* DOCUMENT TEXT *
• • • • • • •

Thank you, Alan. This works much better now. Can you help me out with a few
remaining problems?

1) The inline-methods in a class or struct are not indented to the same
level as topmost-intro

Here is an example how it looks like:

class c
{
    friend class y;

    public:
        c()
        : _n(8)
    { } <=== here

        void meth()
    {} <=== here

    private:
        int _n;
};

2) when I type 'void meth()' after typing ')' eight spaces (two levels of
indentation) are added to the next line with the cursor positioned at the
beginning of the line:

class c
{
    public:
        void method()
X.......

where X is the cursor position and . are trailing whitespace. The same
happens when I close a inline-defun with '}'. When I continue it disappears,
but it is a bit uncomfortable if I would just add a method to a class. Also,
the trailing whitespace stays when I reindent a block with the tab key

3) Another problem is caused by macros before class names. This is something
which is very common:

class MY_API MyClass
{};

MY_API is some macro which expands to compiler specific attributes like
declspec (VC) or __attribute__ (GCC). Many libraries have macros like this.
Somehow it confuses the parser and indentation of access-labels is only two
spaces (half of what it should be, c-basic-offset is 4).Example:

class MY_API c
{
    friend class y;

  public:
    c()
        : _n(8)
    { }

    void meth()
    {}

  private:
    int _n;
};

Maybe there is another way to tell the parser to simply ignore "MY_API".

regards,
Marc

2009/9/25 Alan Mackenzie <acm@muc.de>

> Hi, Marc!
>
> On Mon, Sep 21, 2009 at 04:08:30PM +0200, Marc Dürner wrote:
>
> > > # File ~/duerner.el:
> > >
> #########################################################################
> > > (defsubst md-at-inclass/topmost-intro (sintax)
> > >  (and
> > >   (eq (caar sintax) 'inclass)
> > >   (eq (car (cadr sintax)) 'topmost-intro)))
>
> > > (defun md-ind-prot-class ()
> > >  "Give an extra level of indentation to class thingies under an access
> > > specifier, e.g.:
>
> > >    public
> > >        A();        <========== extra level of indentation.
>
> > > This should really be properly implemented in CC Mode, but it's not."
> > >  (and
> > >   (md-at-inclass/topmost-intro c-syntactic-context)
> > >   (let (m-type)
> > >     (when
> > >         (save-excursion
> > >           (back-to-indentation)
> > >           ;; Go back one "statement" at a time till we reach a label or
> > > something
> > >           ;; which isn't an inclass/topmost-intro
> > >           (while
> > >               (and (eq (setq m-type (c-beginning-of-statement-1))
> > > 'previous)
> > >                    (md-at-inclass/topmost-intro
> (c-guess-basic-syntax))))
> > >           ;; Have we found "private:", "public": or "protected"?

• • • • • • •

* PROVIDED RECORDS *
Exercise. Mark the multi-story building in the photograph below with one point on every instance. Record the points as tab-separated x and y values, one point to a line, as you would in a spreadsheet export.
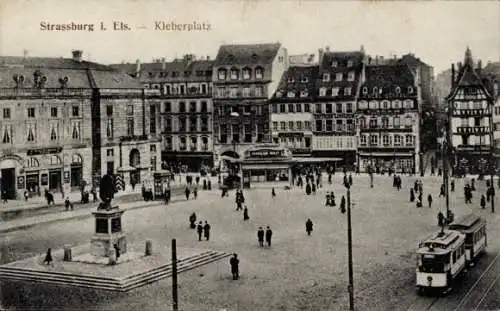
186	108
245	77
470	126
389	118
51	123
291	106
337	86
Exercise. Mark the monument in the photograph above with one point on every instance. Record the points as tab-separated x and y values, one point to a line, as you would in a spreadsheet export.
108	237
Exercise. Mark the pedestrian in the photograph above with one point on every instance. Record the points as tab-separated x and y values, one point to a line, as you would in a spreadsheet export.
199	230
245	213
309	226
269	234
234	262
483	201
206	230
260	236
440	219
48	257
192	221
342	205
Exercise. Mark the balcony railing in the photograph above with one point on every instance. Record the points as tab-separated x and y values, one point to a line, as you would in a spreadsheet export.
473	130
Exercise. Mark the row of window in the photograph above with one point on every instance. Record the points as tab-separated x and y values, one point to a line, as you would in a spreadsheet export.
7	134
292	125
386	104
396	122
245	74
234	92
183	107
31	112
387	140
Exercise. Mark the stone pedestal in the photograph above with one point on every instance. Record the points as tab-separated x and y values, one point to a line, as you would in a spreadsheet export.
108	232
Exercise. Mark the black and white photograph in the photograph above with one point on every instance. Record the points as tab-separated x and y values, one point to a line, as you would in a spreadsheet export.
267	155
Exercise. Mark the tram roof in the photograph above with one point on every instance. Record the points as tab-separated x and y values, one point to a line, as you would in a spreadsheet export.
439	243
467	222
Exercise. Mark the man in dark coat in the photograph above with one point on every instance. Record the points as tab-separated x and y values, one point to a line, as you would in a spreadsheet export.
269	234
260	236
234	262
309	226
206	230
199	230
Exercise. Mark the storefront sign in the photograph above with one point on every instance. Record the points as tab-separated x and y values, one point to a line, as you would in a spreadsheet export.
20	182
45	179
266	153
66	177
39	151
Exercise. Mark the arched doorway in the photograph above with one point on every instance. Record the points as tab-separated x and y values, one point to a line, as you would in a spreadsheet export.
135	161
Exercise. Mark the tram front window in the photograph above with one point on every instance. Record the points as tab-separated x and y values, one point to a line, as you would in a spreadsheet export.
433	263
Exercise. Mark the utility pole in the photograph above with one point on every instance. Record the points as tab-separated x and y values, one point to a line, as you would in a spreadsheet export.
175	302
349	248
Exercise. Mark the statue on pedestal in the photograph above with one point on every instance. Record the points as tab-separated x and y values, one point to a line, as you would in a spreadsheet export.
106	192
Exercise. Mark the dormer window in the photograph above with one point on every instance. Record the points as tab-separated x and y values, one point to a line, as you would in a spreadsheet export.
234	74
246	73
258	73
322	91
221	74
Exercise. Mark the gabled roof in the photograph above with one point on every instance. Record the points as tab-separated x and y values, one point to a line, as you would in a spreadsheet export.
297	79
469	76
387	77
247	54
79	74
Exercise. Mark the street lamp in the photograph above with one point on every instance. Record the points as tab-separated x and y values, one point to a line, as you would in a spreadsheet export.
350	288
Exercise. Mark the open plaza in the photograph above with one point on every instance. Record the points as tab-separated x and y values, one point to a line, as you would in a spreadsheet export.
298	272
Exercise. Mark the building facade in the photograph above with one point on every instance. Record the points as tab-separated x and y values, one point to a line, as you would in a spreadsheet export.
245	77
185	106
337	86
50	135
388	117
470	113
291	113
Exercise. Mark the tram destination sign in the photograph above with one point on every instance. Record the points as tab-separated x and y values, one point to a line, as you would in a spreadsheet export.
266	153
40	151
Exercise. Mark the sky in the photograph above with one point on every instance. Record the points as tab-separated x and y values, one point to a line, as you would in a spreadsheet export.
436	31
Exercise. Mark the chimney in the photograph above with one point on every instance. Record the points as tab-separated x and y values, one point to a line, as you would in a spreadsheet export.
77	55
320	55
452	75
137	68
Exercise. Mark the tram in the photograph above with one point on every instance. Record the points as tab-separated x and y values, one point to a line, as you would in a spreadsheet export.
440	260
474	228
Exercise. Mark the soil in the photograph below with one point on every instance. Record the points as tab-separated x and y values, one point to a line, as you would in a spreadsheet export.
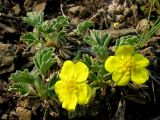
14	57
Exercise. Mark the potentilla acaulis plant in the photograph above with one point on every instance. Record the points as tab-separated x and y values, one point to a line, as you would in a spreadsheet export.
75	81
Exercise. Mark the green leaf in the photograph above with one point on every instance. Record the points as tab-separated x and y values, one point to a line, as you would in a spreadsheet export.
31	37
34	18
22	88
44	60
82	27
46	27
22	76
41	88
132	40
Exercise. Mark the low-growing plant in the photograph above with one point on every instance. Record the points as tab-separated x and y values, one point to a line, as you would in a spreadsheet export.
84	77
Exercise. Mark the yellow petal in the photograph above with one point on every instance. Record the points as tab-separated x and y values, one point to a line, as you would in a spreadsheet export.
84	93
112	63
70	102
121	78
139	75
81	72
140	60
67	71
125	50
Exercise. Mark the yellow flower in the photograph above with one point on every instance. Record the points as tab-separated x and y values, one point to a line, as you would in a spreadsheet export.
72	87
126	66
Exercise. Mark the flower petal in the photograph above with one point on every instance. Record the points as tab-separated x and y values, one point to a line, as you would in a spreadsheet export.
121	78
84	93
81	72
112	63
140	60
139	75
70	102
125	50
67	71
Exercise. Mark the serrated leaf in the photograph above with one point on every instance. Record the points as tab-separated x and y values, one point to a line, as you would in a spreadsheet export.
22	88
34	18
46	27
44	60
31	37
22	76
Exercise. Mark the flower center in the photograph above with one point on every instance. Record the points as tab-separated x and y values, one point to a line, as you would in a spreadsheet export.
128	64
71	86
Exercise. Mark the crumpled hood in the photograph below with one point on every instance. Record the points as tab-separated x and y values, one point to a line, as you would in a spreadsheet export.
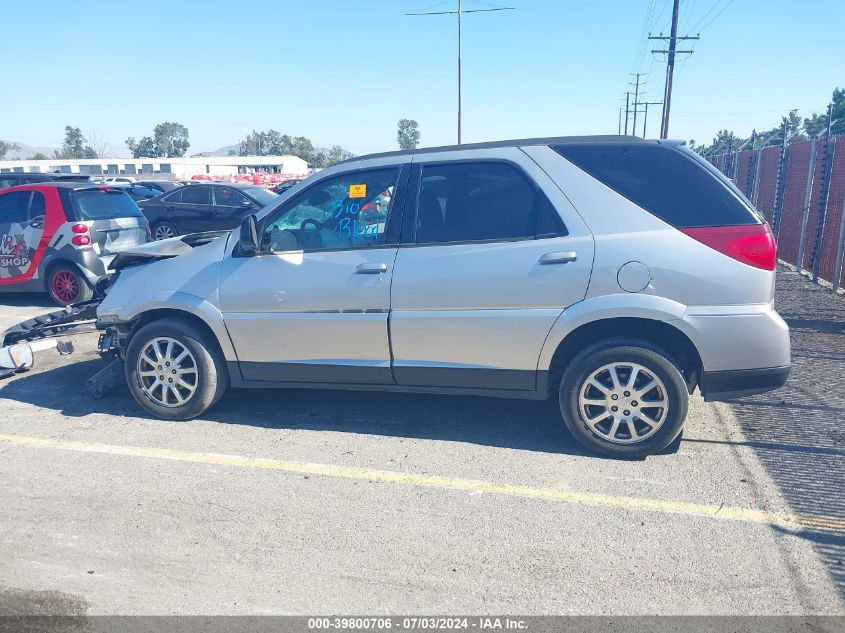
162	249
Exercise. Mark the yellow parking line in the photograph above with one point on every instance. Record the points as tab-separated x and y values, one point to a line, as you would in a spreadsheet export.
386	476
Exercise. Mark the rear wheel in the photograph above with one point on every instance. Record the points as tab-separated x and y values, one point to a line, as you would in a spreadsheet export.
173	370
164	230
624	397
67	285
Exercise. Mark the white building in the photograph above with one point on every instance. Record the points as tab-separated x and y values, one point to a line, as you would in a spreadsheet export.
162	168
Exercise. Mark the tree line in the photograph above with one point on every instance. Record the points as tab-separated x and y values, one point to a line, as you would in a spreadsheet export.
273	143
170	139
797	129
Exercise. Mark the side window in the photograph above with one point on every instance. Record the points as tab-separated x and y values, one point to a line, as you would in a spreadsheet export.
466	202
14	208
676	185
347	211
37	207
174	198
226	197
196	195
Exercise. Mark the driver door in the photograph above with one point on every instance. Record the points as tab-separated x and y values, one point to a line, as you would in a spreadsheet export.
312	305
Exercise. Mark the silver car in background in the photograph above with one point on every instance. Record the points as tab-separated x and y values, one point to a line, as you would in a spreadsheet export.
612	273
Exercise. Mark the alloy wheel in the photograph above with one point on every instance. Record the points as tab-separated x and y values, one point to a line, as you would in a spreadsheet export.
167	372
65	286
623	403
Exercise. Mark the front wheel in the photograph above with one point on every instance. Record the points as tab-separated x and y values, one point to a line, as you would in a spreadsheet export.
624	398
173	370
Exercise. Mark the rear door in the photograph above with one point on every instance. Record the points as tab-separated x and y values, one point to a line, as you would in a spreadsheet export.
493	255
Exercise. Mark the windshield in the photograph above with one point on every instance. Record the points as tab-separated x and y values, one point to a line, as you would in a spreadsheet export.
103	204
259	193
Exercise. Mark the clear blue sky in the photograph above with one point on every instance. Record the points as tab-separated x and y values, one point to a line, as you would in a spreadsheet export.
342	71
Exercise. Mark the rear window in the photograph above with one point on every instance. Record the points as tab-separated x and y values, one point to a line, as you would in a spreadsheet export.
666	181
260	194
103	204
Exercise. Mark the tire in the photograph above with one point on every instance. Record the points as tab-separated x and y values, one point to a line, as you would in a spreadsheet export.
164	230
587	409
66	285
202	377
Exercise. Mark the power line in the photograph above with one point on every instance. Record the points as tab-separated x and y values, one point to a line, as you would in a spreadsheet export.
460	13
717	15
673	39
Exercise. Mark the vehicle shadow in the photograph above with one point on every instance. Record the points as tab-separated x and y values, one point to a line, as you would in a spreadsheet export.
516	424
27	300
798	431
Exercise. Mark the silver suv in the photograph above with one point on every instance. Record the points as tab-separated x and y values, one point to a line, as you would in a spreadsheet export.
612	273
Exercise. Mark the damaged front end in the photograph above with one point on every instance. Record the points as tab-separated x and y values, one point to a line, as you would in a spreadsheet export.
20	342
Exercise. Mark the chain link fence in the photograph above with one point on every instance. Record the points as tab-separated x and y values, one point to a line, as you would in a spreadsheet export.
800	188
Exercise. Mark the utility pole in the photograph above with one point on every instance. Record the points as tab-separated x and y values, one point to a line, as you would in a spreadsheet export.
460	13
636	103
627	107
670	65
645	117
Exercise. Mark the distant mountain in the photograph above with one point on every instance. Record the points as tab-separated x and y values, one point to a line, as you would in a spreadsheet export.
28	151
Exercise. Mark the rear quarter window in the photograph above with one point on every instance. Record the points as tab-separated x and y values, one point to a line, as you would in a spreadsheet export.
103	204
666	181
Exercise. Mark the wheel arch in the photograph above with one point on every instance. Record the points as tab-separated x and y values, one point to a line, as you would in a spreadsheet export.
658	332
198	313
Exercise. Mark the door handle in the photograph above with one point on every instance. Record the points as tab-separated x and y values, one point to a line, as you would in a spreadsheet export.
370	269
559	257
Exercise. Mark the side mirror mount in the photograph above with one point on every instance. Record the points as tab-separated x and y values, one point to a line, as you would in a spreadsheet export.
248	238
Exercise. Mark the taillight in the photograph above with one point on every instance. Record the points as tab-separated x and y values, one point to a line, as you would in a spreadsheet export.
81	238
752	244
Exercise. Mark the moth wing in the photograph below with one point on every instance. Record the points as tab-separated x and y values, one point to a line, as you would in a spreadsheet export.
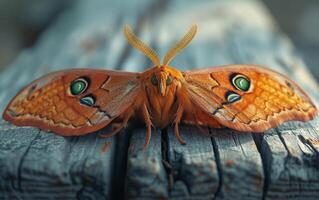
248	97
55	102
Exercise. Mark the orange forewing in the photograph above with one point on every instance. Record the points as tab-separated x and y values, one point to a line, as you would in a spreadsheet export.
270	100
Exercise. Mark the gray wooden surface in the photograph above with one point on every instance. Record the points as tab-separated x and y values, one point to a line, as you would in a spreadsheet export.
279	164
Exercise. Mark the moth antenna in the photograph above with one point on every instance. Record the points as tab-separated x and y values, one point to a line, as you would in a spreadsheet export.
138	44
180	45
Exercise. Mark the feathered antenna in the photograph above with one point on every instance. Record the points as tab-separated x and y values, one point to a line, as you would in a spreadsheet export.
138	44
180	45
150	53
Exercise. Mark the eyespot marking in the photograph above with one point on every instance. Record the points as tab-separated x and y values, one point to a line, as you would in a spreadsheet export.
79	86
232	97
240	82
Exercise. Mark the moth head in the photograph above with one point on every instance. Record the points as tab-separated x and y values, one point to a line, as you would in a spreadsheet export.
150	53
162	80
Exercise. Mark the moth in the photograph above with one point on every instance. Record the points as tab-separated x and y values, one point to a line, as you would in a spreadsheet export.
247	98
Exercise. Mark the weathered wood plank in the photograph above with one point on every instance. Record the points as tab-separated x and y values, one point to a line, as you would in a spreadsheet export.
227	166
35	164
39	165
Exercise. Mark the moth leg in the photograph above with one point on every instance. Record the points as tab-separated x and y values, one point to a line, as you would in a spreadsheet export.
178	118
118	126
148	123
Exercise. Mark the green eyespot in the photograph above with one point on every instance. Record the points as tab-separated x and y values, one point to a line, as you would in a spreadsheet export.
78	86
169	80
232	97
88	100
241	82
154	80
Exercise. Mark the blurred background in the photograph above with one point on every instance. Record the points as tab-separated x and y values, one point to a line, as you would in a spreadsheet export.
22	22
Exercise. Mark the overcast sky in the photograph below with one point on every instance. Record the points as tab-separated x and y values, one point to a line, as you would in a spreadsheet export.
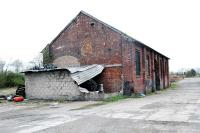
171	27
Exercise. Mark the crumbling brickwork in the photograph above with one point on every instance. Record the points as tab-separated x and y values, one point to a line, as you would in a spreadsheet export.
91	41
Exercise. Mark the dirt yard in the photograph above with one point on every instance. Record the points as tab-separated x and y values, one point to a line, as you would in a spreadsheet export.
172	110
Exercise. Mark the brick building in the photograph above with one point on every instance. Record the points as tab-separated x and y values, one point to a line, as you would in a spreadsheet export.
128	62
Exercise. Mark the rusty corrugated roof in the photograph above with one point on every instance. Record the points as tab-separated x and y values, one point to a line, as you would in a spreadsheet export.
79	74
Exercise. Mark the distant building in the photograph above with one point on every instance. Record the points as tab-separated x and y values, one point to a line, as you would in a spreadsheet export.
129	65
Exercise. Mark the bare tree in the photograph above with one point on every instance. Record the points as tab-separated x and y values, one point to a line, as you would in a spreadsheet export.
17	64
37	61
2	64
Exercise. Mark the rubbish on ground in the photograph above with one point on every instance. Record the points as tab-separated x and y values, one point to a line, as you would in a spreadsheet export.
10	98
18	99
20	91
2	97
141	95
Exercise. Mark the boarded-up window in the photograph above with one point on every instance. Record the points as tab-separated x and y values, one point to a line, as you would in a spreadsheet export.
137	62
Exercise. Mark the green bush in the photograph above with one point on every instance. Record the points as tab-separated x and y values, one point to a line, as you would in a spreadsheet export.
10	79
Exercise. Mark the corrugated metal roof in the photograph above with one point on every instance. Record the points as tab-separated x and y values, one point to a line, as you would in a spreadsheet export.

• • • • • • •

* REQUIREMENT *
Could you copy the email about CC Mode indentation, starting at "2009/9/25 Alan Mackenzie" and ending at "(caar sintax) 'inclass)", and edit it so that "syntax" replaces each "sintax"?

* IN RESPONSE *
2009/9/25 Alan Mackenzie <acm@muc.de>

> Hi, Marc!
>
> On Mon, Sep 21, 2009 at 04:08:30PM +0200, Marc Dürner wrote:
>
> > > # File ~/duerner.el:
> > >
> #########################################################################
> > > (defsubst md-at-inclass/topmost-intro (syntax)
> > >  (and
> > >   (eq (caar syntax) 'inclass)